§ **WRITTEN REQUEST**
Print the data below exactly as it appears, starting at the line containing "find cluster of houses" and ending at the last line of the data, with both ends included.

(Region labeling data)
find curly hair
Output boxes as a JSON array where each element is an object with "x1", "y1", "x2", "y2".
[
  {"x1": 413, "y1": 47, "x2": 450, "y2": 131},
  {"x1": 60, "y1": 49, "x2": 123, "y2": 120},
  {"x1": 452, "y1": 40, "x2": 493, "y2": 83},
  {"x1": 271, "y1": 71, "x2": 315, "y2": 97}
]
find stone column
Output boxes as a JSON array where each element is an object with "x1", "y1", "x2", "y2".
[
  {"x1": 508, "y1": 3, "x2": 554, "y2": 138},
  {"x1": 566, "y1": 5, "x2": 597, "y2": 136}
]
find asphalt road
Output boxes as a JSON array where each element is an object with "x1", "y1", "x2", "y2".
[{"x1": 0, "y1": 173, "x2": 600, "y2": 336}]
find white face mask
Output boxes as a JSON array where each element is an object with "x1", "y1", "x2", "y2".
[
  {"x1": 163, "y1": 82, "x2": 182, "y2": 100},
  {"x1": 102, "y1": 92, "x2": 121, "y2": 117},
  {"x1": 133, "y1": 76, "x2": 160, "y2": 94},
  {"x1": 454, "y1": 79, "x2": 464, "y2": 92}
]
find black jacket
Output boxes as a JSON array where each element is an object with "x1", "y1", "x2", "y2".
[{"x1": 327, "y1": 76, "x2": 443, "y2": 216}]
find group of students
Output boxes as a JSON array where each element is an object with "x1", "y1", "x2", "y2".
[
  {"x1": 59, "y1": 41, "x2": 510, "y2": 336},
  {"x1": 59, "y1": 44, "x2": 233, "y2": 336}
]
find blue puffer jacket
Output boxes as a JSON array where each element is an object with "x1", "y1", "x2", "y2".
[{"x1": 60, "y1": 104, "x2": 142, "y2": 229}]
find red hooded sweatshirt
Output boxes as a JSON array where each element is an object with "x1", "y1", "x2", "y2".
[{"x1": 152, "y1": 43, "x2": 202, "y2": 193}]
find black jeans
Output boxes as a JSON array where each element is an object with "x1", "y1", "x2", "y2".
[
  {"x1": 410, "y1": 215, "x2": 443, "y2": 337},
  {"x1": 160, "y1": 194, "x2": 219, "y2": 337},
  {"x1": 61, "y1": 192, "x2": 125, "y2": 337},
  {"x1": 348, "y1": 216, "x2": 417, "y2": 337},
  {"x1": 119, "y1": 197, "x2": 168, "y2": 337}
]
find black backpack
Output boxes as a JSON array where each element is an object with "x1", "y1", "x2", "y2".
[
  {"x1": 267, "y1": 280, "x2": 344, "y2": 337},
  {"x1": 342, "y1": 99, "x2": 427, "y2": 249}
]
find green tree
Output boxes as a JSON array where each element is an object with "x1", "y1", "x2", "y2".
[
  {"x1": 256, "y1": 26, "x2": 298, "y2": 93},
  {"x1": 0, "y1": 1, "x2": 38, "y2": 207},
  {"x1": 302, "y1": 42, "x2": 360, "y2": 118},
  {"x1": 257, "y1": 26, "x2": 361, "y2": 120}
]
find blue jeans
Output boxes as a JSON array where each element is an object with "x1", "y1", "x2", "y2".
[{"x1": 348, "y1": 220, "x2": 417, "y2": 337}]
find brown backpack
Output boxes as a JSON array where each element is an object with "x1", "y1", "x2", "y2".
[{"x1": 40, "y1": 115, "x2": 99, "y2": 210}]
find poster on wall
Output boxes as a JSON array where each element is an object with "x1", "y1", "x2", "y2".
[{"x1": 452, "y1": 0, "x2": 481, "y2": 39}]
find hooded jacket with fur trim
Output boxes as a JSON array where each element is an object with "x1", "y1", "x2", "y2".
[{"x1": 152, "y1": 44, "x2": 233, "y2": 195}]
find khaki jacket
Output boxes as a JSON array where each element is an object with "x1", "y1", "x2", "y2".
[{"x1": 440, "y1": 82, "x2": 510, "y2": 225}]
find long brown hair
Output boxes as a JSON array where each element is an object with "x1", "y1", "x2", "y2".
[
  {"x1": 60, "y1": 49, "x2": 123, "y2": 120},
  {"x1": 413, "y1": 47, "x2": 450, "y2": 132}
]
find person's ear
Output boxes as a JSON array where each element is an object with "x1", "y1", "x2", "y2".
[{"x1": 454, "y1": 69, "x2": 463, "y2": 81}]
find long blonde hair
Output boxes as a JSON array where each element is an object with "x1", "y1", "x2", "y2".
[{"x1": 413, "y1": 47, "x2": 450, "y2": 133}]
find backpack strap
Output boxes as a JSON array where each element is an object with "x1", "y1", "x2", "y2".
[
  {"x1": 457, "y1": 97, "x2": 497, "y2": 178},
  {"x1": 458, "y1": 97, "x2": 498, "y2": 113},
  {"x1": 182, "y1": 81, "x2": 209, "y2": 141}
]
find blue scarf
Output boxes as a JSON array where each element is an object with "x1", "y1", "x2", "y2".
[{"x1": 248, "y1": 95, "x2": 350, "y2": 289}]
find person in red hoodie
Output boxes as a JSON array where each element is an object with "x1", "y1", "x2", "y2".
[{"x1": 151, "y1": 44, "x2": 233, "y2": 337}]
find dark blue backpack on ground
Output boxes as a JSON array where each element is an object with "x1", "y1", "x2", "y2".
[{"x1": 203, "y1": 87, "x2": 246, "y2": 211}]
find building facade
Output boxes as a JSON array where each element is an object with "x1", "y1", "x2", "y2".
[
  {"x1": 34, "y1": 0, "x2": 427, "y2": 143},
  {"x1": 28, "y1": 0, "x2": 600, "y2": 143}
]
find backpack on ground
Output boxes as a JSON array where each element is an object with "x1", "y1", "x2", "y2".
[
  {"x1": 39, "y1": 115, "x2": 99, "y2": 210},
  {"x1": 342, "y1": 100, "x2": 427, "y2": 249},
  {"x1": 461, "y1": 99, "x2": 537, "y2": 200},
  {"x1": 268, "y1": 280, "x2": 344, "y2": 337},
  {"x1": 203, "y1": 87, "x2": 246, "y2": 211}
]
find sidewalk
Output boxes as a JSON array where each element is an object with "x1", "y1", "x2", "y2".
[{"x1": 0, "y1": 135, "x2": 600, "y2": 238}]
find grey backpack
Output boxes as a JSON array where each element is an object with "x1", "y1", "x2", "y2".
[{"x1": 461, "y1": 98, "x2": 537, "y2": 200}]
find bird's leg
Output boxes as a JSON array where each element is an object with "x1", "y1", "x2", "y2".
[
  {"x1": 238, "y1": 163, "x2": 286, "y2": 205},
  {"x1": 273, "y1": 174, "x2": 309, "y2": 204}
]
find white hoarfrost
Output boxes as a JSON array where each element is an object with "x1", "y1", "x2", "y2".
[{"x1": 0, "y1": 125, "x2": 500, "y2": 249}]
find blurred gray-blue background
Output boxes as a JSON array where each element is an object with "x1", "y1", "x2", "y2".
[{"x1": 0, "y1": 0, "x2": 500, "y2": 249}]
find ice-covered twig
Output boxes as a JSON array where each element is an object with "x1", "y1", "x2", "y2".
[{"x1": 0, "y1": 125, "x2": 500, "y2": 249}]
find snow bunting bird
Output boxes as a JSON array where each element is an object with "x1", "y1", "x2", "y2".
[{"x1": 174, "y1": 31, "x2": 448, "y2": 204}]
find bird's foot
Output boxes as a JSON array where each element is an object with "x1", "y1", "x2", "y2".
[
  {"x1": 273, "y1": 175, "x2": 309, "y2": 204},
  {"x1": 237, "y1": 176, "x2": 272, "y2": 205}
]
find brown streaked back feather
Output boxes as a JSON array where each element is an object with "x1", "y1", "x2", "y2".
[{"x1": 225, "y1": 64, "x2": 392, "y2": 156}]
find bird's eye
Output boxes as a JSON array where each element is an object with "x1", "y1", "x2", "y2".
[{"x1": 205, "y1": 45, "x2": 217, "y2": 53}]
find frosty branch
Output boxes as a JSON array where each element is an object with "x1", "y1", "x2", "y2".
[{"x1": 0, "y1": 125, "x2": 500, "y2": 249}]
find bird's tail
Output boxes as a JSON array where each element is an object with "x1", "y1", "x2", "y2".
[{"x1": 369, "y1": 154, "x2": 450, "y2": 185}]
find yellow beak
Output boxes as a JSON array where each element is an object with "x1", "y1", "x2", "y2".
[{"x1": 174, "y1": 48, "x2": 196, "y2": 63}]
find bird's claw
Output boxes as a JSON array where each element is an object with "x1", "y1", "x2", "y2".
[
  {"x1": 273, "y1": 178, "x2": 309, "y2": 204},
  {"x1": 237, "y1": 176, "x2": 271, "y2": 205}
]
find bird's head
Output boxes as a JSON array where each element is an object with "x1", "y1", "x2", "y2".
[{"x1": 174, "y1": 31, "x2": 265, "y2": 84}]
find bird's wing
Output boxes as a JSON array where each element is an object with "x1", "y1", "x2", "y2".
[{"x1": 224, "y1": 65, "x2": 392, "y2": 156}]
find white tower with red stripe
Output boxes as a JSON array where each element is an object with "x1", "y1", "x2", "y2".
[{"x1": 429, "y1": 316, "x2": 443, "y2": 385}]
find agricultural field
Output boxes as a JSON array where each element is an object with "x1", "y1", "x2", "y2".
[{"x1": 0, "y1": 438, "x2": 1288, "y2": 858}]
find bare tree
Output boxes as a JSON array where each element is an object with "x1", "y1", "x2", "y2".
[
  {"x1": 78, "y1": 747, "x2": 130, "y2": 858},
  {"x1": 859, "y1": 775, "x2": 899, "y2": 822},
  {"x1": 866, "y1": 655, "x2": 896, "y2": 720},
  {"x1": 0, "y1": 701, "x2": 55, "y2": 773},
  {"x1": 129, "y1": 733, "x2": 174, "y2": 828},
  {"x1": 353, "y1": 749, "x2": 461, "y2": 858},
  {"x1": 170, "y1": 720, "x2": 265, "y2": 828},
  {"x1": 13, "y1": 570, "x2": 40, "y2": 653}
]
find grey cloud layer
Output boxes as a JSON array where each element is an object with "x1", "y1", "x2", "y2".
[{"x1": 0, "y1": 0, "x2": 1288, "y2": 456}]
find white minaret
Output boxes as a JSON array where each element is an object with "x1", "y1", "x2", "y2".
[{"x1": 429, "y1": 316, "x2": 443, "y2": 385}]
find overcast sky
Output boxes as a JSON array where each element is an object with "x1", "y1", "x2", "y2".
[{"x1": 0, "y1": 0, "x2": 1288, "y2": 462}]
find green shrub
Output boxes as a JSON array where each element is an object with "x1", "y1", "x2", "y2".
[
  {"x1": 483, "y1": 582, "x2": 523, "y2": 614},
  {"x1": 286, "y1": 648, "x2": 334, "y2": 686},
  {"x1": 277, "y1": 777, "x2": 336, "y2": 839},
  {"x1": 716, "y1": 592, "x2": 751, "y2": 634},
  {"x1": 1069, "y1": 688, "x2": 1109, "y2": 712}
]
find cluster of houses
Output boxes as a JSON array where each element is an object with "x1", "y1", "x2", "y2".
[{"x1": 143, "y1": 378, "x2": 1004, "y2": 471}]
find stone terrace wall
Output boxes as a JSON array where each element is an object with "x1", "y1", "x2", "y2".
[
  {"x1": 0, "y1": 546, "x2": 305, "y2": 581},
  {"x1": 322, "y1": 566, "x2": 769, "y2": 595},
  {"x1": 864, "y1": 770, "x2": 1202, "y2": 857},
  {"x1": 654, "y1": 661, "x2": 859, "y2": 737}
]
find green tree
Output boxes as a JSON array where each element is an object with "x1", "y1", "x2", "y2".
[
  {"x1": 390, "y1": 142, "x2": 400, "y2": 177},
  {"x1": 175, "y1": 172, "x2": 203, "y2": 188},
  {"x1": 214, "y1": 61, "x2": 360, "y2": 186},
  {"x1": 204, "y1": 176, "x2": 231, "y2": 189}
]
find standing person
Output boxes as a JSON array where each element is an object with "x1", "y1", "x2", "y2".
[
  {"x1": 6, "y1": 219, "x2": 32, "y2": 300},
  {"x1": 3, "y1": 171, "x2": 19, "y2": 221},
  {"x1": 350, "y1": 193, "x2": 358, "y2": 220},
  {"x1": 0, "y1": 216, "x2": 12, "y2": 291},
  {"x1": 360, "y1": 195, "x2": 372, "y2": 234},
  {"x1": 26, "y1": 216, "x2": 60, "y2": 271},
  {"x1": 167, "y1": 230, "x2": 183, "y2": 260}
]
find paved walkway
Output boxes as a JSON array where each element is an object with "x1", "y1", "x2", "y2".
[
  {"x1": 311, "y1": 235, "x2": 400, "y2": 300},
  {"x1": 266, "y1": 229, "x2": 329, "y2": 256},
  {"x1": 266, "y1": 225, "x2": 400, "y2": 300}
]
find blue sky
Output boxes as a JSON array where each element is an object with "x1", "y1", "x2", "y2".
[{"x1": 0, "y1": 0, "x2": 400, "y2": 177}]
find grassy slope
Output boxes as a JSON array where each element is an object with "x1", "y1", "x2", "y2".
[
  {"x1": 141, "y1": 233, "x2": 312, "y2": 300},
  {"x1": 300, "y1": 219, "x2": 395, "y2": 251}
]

§ **EXERCISE ANSWER**
find cluster of houses
Output boxes as a JSON array where each element is an object with "x1", "y1", "x2", "y2".
[{"x1": 143, "y1": 378, "x2": 1004, "y2": 471}]
find stone terrace wall
Output boxes as a JSON array where each element is an object with "x1", "y1", "x2", "y2".
[
  {"x1": 0, "y1": 546, "x2": 305, "y2": 581},
  {"x1": 322, "y1": 566, "x2": 769, "y2": 595},
  {"x1": 864, "y1": 770, "x2": 1202, "y2": 857},
  {"x1": 654, "y1": 661, "x2": 859, "y2": 737}
]
find green tree
Output boxes as a JSON array where each element is an object with "x1", "y1", "x2", "y2".
[
  {"x1": 390, "y1": 142, "x2": 400, "y2": 177},
  {"x1": 175, "y1": 172, "x2": 203, "y2": 188},
  {"x1": 214, "y1": 61, "x2": 360, "y2": 186},
  {"x1": 204, "y1": 176, "x2": 231, "y2": 189}
]
find standing person
Output boxes as a JSON array where each element is an object with "x1", "y1", "x2", "y2".
[
  {"x1": 6, "y1": 219, "x2": 32, "y2": 300},
  {"x1": 3, "y1": 171, "x2": 19, "y2": 221},
  {"x1": 350, "y1": 193, "x2": 358, "y2": 220},
  {"x1": 0, "y1": 216, "x2": 12, "y2": 291},
  {"x1": 360, "y1": 195, "x2": 372, "y2": 234},
  {"x1": 26, "y1": 216, "x2": 60, "y2": 271},
  {"x1": 167, "y1": 230, "x2": 183, "y2": 260}
]
find paved walkway
Output boxes as a JSON array where each element is an object with "x1", "y1", "x2", "y2".
[
  {"x1": 311, "y1": 235, "x2": 400, "y2": 300},
  {"x1": 266, "y1": 229, "x2": 329, "y2": 256},
  {"x1": 266, "y1": 225, "x2": 400, "y2": 300}
]
find blue sky
Output boxes as a JSON array where each element is an object with "x1", "y1", "x2", "y2".
[{"x1": 0, "y1": 0, "x2": 400, "y2": 177}]
find grassy slope
Output boxes as a JSON array where each element is an object with "x1", "y1", "x2", "y2".
[
  {"x1": 141, "y1": 233, "x2": 312, "y2": 300},
  {"x1": 300, "y1": 219, "x2": 395, "y2": 251}
]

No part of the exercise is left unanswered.